(Items from a dataset)
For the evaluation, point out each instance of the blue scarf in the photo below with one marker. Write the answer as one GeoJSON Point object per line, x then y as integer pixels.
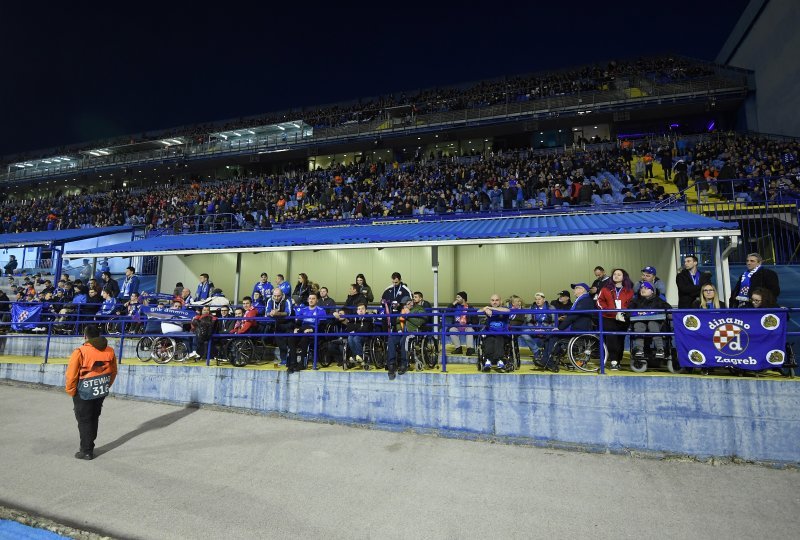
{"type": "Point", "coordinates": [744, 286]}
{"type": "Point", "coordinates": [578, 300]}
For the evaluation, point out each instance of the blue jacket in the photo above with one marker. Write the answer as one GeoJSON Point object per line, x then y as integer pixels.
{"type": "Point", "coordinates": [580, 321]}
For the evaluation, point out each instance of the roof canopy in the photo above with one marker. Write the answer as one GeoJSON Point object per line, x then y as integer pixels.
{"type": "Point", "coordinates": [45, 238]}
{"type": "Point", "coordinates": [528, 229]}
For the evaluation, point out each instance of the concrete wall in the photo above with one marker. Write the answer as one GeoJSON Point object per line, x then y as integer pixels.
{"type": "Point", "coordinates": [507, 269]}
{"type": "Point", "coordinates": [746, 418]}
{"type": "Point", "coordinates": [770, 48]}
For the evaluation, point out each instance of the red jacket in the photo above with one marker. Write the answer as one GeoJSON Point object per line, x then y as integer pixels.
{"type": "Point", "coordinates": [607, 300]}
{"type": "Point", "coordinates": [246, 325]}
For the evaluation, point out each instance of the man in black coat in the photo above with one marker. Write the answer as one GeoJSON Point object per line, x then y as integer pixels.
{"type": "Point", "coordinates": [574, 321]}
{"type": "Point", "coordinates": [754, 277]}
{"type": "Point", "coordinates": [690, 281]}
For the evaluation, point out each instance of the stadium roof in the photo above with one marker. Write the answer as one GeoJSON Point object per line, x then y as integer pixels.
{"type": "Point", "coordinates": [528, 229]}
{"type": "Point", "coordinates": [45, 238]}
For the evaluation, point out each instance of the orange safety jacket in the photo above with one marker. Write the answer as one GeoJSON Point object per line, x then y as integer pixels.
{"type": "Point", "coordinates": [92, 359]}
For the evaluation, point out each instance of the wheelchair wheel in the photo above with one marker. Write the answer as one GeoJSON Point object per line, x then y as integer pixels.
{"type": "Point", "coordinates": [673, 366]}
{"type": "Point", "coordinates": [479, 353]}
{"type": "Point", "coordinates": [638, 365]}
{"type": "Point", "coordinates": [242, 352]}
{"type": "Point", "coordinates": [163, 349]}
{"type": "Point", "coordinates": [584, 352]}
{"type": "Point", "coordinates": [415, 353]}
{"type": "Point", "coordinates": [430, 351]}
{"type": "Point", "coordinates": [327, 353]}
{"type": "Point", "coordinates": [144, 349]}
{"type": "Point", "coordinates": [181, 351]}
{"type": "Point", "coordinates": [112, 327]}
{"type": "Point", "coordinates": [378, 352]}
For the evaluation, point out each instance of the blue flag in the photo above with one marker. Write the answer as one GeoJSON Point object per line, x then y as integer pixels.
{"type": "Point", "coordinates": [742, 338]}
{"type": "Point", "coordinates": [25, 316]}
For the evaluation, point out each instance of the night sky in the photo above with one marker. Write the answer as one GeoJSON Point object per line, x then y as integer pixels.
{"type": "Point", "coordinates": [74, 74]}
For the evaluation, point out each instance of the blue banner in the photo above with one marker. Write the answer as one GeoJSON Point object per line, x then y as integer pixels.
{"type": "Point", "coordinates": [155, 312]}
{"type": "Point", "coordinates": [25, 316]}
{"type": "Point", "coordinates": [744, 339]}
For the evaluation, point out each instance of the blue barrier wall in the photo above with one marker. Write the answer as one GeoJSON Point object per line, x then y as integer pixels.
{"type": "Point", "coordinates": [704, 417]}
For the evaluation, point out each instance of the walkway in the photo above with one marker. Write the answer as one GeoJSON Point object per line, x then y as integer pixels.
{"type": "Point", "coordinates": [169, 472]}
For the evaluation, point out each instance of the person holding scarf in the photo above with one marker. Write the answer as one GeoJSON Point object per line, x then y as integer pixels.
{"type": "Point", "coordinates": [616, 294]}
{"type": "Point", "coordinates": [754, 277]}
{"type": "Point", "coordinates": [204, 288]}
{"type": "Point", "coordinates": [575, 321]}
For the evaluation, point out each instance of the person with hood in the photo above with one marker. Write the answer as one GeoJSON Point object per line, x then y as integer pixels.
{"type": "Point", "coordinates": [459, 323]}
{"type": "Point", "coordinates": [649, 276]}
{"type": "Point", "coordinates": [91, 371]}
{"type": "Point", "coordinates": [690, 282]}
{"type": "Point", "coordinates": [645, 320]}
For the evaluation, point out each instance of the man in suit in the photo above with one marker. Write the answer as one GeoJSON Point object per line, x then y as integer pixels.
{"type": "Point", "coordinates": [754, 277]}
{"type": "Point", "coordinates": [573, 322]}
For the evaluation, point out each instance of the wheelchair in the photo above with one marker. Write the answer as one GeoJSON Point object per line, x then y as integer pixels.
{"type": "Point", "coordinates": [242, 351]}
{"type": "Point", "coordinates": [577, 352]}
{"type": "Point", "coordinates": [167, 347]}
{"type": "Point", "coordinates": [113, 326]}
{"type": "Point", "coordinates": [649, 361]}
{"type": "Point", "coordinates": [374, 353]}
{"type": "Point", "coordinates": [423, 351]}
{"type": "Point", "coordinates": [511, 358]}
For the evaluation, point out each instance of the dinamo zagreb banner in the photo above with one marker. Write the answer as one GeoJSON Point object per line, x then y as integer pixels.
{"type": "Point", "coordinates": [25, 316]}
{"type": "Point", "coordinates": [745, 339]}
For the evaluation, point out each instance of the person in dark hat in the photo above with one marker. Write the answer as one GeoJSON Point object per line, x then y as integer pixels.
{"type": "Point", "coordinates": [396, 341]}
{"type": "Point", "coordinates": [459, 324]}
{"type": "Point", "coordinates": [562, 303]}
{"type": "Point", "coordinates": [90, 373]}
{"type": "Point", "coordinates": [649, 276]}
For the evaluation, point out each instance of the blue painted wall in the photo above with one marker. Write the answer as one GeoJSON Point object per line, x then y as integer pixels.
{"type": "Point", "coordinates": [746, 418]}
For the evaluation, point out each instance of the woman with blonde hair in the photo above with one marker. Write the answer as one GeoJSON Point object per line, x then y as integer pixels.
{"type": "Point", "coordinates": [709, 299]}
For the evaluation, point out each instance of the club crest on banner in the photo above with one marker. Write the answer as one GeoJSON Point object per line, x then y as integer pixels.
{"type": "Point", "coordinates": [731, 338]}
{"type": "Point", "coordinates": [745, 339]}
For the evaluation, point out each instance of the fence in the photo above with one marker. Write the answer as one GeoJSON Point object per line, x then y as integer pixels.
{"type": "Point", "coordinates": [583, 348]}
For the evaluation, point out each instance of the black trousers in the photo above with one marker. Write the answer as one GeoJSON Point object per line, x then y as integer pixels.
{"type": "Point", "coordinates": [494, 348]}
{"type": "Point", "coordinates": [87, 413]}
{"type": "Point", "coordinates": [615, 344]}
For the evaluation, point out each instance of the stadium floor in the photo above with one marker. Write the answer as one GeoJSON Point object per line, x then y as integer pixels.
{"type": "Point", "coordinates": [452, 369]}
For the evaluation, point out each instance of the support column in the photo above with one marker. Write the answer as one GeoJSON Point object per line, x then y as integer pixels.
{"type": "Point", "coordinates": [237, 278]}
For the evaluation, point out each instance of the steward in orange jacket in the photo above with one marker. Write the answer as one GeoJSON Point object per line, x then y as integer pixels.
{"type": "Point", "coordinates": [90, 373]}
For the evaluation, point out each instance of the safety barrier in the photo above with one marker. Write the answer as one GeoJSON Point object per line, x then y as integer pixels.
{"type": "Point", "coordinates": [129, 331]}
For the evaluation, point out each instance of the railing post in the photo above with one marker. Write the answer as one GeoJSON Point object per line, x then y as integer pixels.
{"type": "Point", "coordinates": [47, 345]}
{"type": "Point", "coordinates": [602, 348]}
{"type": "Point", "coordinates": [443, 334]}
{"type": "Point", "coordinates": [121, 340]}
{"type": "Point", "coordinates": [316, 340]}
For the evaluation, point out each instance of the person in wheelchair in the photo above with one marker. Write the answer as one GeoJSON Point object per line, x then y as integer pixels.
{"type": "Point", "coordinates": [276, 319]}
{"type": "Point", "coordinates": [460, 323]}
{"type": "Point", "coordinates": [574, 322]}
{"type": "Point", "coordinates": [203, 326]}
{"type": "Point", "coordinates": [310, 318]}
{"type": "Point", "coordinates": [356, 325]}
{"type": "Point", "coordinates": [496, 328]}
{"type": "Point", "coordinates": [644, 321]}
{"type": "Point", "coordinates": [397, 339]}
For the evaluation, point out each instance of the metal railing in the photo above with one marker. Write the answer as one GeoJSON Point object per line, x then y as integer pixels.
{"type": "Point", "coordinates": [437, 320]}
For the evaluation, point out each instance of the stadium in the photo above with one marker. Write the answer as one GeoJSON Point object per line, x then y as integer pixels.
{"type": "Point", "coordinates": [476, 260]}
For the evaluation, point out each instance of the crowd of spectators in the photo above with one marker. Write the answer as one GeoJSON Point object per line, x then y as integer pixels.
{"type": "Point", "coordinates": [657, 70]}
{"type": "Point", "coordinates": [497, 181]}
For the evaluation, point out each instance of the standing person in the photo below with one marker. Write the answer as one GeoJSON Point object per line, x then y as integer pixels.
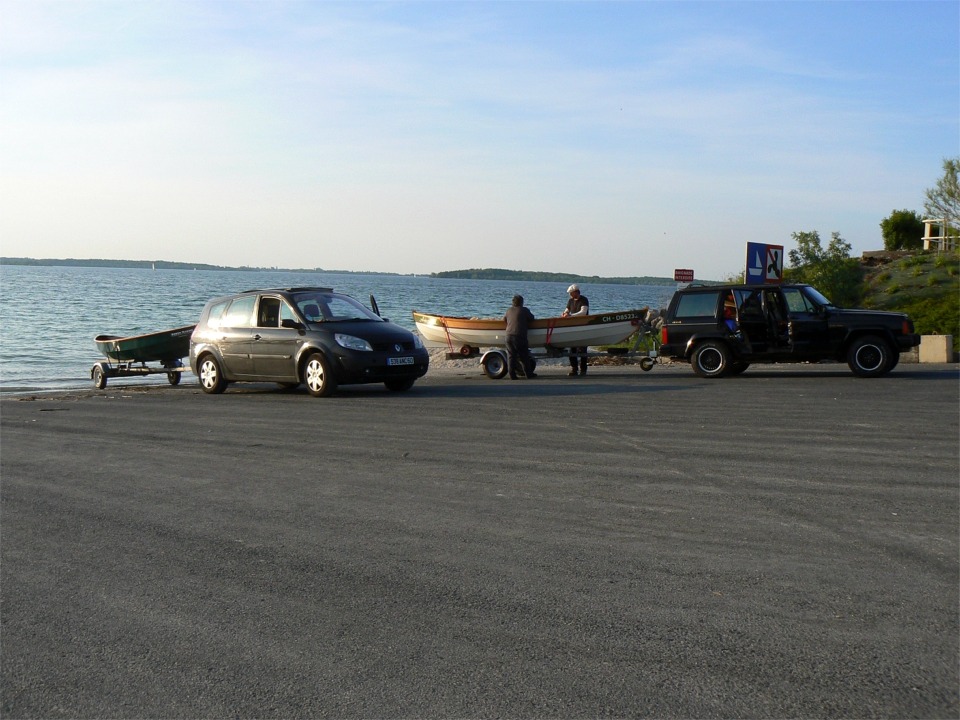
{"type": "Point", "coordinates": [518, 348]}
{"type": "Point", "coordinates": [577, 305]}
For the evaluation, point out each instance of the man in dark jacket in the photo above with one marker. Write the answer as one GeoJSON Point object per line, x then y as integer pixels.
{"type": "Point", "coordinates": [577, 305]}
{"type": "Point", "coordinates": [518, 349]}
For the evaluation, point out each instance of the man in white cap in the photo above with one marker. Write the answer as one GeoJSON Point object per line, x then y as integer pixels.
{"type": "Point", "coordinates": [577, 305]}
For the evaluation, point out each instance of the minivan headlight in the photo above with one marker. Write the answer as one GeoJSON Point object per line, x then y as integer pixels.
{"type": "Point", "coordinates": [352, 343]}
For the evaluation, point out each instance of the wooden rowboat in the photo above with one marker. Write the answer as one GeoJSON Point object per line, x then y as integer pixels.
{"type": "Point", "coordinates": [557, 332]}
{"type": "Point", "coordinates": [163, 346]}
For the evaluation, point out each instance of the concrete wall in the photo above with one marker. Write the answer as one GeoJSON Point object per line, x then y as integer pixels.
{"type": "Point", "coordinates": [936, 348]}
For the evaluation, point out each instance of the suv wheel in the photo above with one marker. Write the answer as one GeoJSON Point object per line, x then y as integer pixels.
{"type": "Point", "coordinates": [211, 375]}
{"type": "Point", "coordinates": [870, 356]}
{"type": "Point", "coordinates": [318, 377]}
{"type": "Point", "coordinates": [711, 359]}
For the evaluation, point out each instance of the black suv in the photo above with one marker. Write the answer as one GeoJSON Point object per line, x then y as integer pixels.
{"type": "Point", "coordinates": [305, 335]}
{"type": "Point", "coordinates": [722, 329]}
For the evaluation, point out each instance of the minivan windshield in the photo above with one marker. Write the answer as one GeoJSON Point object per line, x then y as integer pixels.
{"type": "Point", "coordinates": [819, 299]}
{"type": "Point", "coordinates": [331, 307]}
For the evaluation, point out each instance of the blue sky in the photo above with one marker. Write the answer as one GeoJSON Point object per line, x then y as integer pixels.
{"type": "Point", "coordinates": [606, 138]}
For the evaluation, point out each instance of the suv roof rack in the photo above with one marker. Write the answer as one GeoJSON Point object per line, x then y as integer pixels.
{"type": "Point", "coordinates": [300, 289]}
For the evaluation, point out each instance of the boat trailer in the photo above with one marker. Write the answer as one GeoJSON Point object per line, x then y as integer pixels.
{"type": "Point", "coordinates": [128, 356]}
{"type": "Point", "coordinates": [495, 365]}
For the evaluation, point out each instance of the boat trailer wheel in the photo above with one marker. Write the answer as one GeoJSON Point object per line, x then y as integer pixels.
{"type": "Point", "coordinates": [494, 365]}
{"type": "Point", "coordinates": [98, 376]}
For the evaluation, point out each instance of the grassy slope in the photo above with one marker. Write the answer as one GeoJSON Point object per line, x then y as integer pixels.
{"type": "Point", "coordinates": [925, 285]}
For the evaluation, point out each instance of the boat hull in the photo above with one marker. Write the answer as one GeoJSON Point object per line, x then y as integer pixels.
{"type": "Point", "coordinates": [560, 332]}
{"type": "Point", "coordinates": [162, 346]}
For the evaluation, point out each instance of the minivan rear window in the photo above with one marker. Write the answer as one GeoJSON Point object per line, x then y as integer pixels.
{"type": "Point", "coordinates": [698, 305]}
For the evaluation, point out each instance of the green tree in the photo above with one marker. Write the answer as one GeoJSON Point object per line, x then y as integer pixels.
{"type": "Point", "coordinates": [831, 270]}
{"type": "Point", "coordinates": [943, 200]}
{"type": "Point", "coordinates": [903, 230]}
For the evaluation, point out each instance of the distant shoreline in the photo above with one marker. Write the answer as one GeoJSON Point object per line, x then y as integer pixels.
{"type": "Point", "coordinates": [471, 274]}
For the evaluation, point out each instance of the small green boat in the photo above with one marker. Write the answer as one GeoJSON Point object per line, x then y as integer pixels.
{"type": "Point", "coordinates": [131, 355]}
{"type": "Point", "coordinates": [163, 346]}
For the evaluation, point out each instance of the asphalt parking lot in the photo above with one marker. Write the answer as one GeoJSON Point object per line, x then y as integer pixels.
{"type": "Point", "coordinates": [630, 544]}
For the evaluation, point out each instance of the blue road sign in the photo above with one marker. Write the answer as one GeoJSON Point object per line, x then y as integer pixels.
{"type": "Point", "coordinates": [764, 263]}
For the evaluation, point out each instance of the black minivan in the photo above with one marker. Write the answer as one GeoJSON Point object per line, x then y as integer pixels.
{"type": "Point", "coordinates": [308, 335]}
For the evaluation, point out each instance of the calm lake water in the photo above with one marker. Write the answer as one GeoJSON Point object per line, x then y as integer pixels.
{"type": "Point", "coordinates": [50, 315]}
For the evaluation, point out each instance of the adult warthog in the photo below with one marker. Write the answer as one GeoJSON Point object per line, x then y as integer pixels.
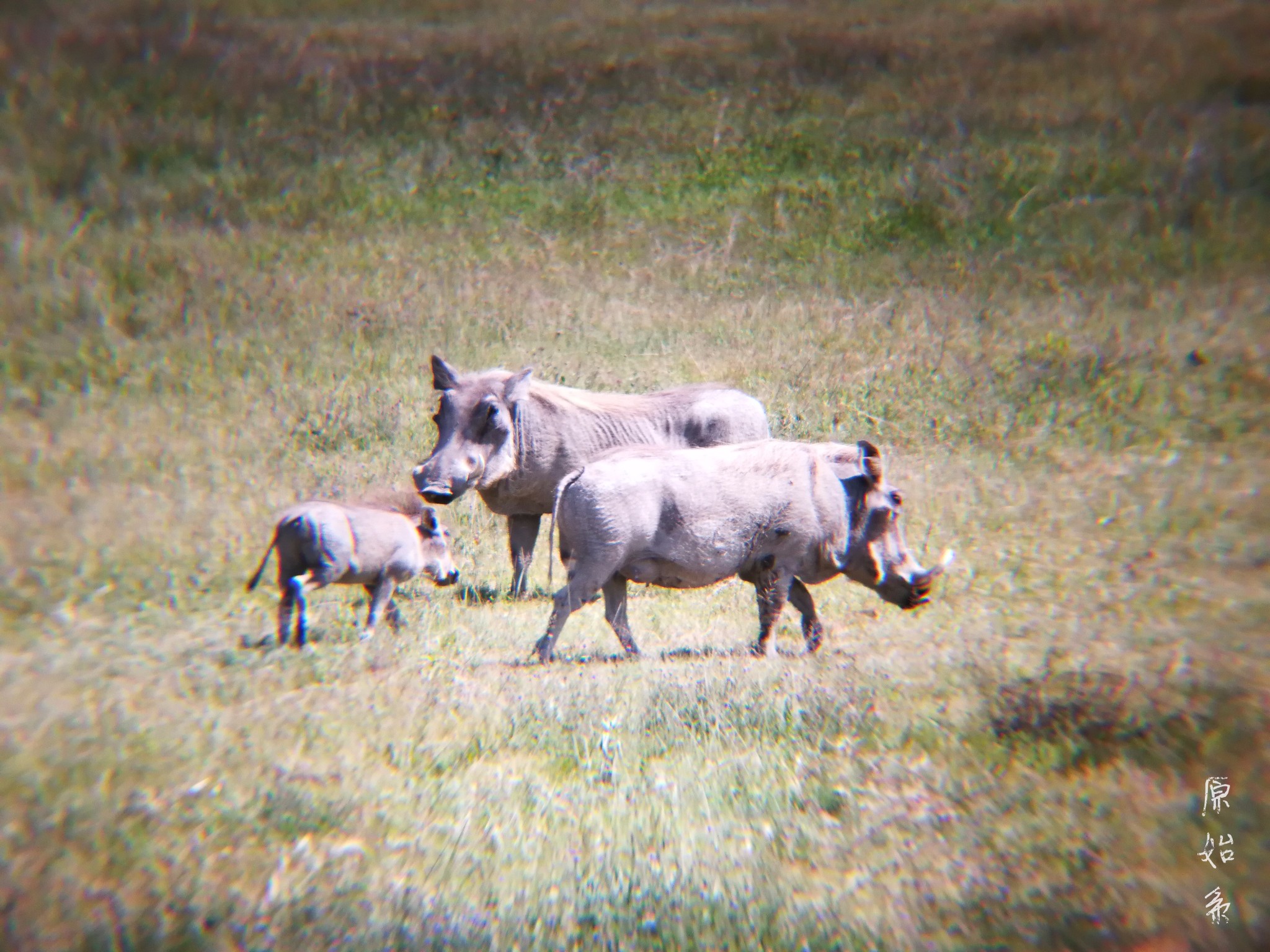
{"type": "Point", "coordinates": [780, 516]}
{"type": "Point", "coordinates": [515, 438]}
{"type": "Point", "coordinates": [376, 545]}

→ **Objective**:
Write out exactly the lines from the one containing "For the evaluation, point out each instance of the asphalt" through the last line of the records above, both ends included, and leave out any pictures.

→ **Result of the task**:
For the evaluation, point out each instance of the asphalt parking lot in the photo above with one marker. Write the answer as one GeoJSON Point object per line, x then y as integer pixels.
{"type": "Point", "coordinates": [630, 544]}
For the evaluation, point out each instance of the blue road sign in the photo above with one marker. Write the answer as one GeoJSON Point object per line, x then y as integer pixels.
{"type": "Point", "coordinates": [764, 263]}
For the evaluation, point out each instance of the black minivan in the photo above with one marker. Write the answer as one GeoJSON Point object per line, x then y as integer pixels.
{"type": "Point", "coordinates": [308, 335]}
For the evaluation, point out each instance of the calm lake water in the photo above with one marker. Write the answer as one GeoJSON Point object per line, x then y as integer pixels.
{"type": "Point", "coordinates": [50, 315]}
For the evaluation, point out each instance of the adult warthog in the photo below with one marker. Write the answer as one GeoJSON Point object per line, x then y as integer pixels.
{"type": "Point", "coordinates": [780, 516]}
{"type": "Point", "coordinates": [515, 438]}
{"type": "Point", "coordinates": [376, 545]}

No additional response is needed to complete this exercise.